Forum Moderators: coopster

Message Too Old, No Replies

Translating a PHP app - best method?

         

httpwebwitch

3:21 am on May 4, 2010 (gmt 0)

WebmasterWorld Senior Member 10+ Year Member



I've suddenly been charged with the task of architecting I18N for a large web app. The site exists in English, and must be localized into Spanish, French, German, and Russian. And that's just the start... next year they want to add Dutch, Hindi, and Portuguese.
Thankfully they've left Chinese, Japanese, Arabic and Hebrew for last.

I've been involved with many bilingual web projects, and there are so many ways to do it...

Over in .NET world there's a more or less official according-to-hoyle I18N method they use. Not that everyone uses it mind you. Is there a similar "best method" for a site built in PHP?

Bear in mind that this app uses many, many thousands of phrases. Just the translation work will take many weeks, but that's being done by an agency. I (with helpers) have the enviable task of compiling the phrase list for them.

some requirements and preferences:
- every phrase must be translatable
- some kind of syntax for pluralizing and variants, eg. "your cart contains {%d} {plural:[item|items]}" or "{gender:[He|She]} has not logged in".
- very fast phrase retrieval and page rendering
- responsible memory usage
- phrases stored primarily in a MySQL database, but with appropriate caching or whatever

I'm *just* getting started on this. It was assigned just hours ago.

Who's got advice for me?

httpwebwitch

3:32 am on May 4, 2010 (gmt 0)

WebmasterWorld Senior Member 10+ Year Member



one blog I read claims that SQLlite is the fastest way to retrieve translated strings, better than using ini, xml, array, txt, mysql, etc.

eelixduppy

1:26 pm on May 4, 2010 (gmt 0)



A project I worked on last summer utilized Smarty to prepare for text translations; it is what the client asked for. As far as programming was concerned it made it really simple. I just surrounded all text in the template with {t} tags and wrote a custom function that would lookup the translation.

If you take a look on the web for Smarty translation techniques, there are some more complex ones that I haven't really looked into.

Any case, it's an option if you can afford the extra overhead that Smarty gives you.

httpwebwitch

3:41 pm on May 4, 2010 (gmt 0)

WebmasterWorld Senior Member 10+ Year Member



Smarty is used for a few small things peripheral to the site, but primarily it's marked up with plain old HTML in *.php files.

eelixduppy

7:52 pm on May 4, 2010 (gmt 0)



>> phrases stored primarily in a MySQL database

And those that aren't? How do you plan on handling translation? IMO it has to be one way or the other, not both. Either you create some function in PHP that grabs the translation from the database, or you serve up a different page of "static" content for each language. Depending on what is being translated and how much, the latter option has obvious performance advantages.

jatar_k

1:18 pm on May 5, 2010 (gmt 0)

WebmasterWorld Administrator 10+ Year Member



I guess you could store and manage it all in a db and then gen files with language arrays from the db

oh no, not thousands of phrases, hehe, sorry not helpful

file with an associative array of phrases is pretty common, could be preloaded into mem for speed, one file per lang, though reloading after you change it and generate new files would then need a restart.

Files can be broken down per section too so that the arrays aren't as huge.

httpwebwitch

1:40 pm on May 5, 2010 (gmt 0)

§ Provided data:
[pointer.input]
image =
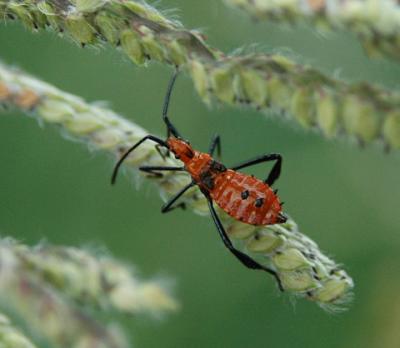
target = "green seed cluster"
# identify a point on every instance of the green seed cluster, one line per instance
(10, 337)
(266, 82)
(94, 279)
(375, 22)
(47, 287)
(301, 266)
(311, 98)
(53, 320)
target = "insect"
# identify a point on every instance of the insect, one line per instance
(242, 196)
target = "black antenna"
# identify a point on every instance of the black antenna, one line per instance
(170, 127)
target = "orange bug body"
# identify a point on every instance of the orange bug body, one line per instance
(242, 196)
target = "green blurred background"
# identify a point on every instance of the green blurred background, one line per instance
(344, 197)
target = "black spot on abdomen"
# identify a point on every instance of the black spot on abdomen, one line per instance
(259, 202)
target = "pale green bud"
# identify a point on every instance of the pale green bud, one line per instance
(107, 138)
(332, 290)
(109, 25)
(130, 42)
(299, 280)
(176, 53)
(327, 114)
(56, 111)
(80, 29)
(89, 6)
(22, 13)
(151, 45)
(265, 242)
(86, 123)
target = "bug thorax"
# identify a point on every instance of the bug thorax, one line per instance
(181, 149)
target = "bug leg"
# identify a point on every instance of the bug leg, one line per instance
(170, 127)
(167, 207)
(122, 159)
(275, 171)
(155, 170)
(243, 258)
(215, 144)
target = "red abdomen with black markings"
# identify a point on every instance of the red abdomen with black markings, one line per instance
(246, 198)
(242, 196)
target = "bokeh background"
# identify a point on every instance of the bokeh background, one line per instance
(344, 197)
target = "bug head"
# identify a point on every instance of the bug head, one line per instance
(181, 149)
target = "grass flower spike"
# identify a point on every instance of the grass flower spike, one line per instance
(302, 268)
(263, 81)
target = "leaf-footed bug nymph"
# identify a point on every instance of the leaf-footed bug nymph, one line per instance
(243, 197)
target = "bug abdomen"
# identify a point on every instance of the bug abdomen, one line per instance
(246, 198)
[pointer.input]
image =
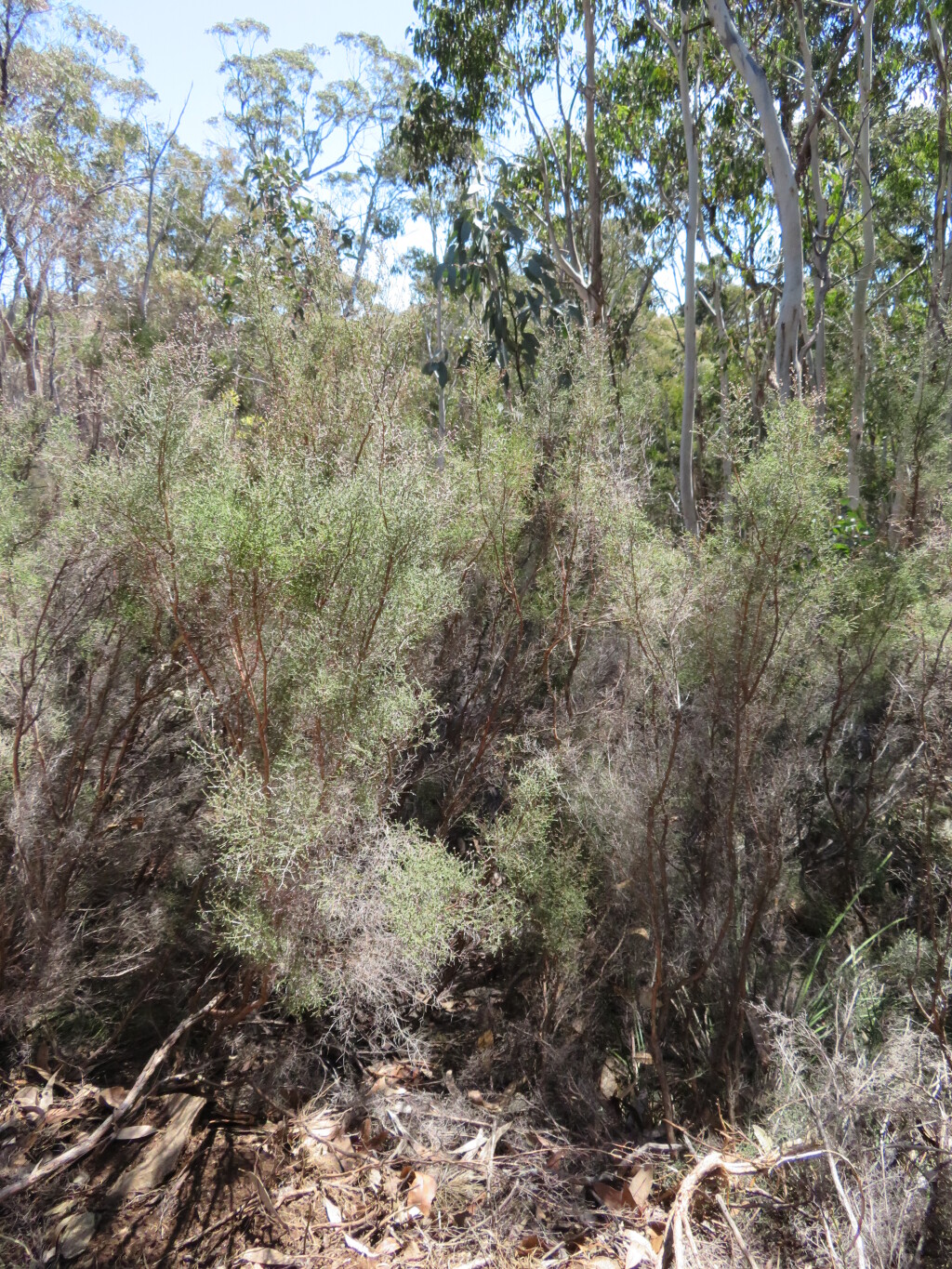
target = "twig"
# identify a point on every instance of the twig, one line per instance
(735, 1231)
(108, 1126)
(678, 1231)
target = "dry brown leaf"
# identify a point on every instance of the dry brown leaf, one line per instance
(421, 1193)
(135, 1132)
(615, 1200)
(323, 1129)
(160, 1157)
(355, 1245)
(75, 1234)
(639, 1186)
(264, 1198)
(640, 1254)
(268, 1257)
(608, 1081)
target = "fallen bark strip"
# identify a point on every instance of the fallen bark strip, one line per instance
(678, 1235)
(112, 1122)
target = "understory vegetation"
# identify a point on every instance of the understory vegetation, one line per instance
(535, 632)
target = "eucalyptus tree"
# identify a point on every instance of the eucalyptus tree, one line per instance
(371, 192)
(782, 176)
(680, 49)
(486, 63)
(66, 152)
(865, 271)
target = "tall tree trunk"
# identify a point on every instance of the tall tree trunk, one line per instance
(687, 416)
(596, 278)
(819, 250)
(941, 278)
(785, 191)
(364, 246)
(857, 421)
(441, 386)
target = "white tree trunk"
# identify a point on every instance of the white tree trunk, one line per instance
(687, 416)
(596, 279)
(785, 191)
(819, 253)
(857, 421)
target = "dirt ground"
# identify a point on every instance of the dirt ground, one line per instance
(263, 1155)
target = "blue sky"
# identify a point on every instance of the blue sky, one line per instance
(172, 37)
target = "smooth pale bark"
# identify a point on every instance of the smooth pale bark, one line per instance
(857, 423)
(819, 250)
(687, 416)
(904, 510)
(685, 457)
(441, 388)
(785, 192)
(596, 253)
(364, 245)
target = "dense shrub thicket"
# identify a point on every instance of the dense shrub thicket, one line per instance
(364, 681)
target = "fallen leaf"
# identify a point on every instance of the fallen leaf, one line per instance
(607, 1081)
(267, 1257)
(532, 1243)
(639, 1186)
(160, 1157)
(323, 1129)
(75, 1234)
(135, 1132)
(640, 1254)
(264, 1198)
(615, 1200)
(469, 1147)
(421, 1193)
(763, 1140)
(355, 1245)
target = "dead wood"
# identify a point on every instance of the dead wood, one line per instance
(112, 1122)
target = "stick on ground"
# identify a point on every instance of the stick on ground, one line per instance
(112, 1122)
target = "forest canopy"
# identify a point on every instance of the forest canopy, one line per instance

§ Exercise instructions:
**A.** Answer these questions about the forum thread on translating a PHP app, giving each answer on its own line with the same mark:
(i) Into which languages must the site first be localized?
(ii) According to one blog, what is the fastest way to retrieve translated strings?
(iii) With which tags did eelixduppy surround all text in the template?
**B.** In the forum thread on translating a PHP app, rewrite the passage starting with "Bear in mind" and going on through "advice for me?", switching "MySQL" to "PostgreSQL".
**C.** Resume the forum thread on translating a PHP app from the point where it stops.

§ Answers for this exercise:
**A.**
(i) Spanish, French, German, and Russian.
(ii) SQLlite.
(iii) {t} tags.

**B.**
Bear in mind that this app uses many, many thousands of phrases. Just the translation work will take many weeks, but that's being done by an agency. I (with helpers) have the enviable task of compiling the phrase list for them.

some requirements and preferences:
- every phrase must be translatable
- some kind of syntax for pluralizing and variants, eg. "your cart contains {%d} {plural:[item|items]}" or "{gender:[He|She]} has not logged in".
- very fast phrase retrieval and page rendering
- responsible memory usage
- phrases stored primarily in a PostgreSQL database, but with appropriate caching or whatever

I'm *just* getting started on this. It was assigned just hours ago.

Who's got advice for me?

**C.**
WebmasterWorld Senior Member 10+ Year Member



I've tried out a couple of prefab packages now. Most are utter crap, one of them is not bad, but has some annoying deficiencies... I think (as usual) if I want this done elegantly to my taste, I'll have to build something from scratch.

Here's an SEO question:
Should I force languages to be on their own URL? I'm thinking of using subdomains, ala "example.com" (english), "es.example.com" (spanish), "fr.example.com" (french). That seems like it would be easier than registering country tld's like "example.fr". The solution I'm testing right now merely stores the language in a session.

I don't have the translations yet. So while testing I'm translating the site into "pirate". Arrr.

CyBerAliEn

4:15 am on May 6, 2010 (gmt 0)

10+ Year Member



Should I force languages to be on their own URL? I'm thinking of using subdomains, ala "example.com" (english), "es.example.com" (spanish), "fr.example.com" (french). That seems like it would be easier than registering country tld's like "example.fr". The solution I'm testing right now merely stores the language in a session.


Though making a site "example.fr" will make it obvious it is French (to computers or humans), you really shouldn't experience any huge issues using "fr.example.com" (for instance) as far as I know or can recall. The most important part would be that (a) your content be in French, and (b) very helpful: your URLs be in French.

TheMadScientist

8:07 am on May 6, 2010 (gmt 0)

WebmasterWorld Senior Member 10+ Year Member Top Contributors Of The Month



The most important part would be that (a) your content be in French, and ...

(b) Google Changes Their Advice:
Use top-level domains: To help us serve the most appropriate version of a document, use top-level domains whenever possible to handle country-specific content. We're more likely to know that http://www.example.de contains Germany-focused content, for instance, than http://www.example.com/de or http://de.example.com.

[google.com...]

Personally, I think enough people use sub-domains and since you can target in WMT if you set them up as a separate site, you should probably be okay, but it was such a great lead-in I couldn't resist... :)

httpwebwitch

2:09 pm on May 6, 2010 (gmt 0)

WebmasterWorld Senior Member 10+ Year Member



I don't want to sound pedantic, but my content isn't being localized for geography, it's being translated for linguistics only. So, es.example.com is for Spanish-speaking people worldwide whether they're in Barcelona, Miami, Lima or Tokyo. To me, it seems like the TLD's are best suited to geographic localism, where proximity matters and language is a side-effect of location.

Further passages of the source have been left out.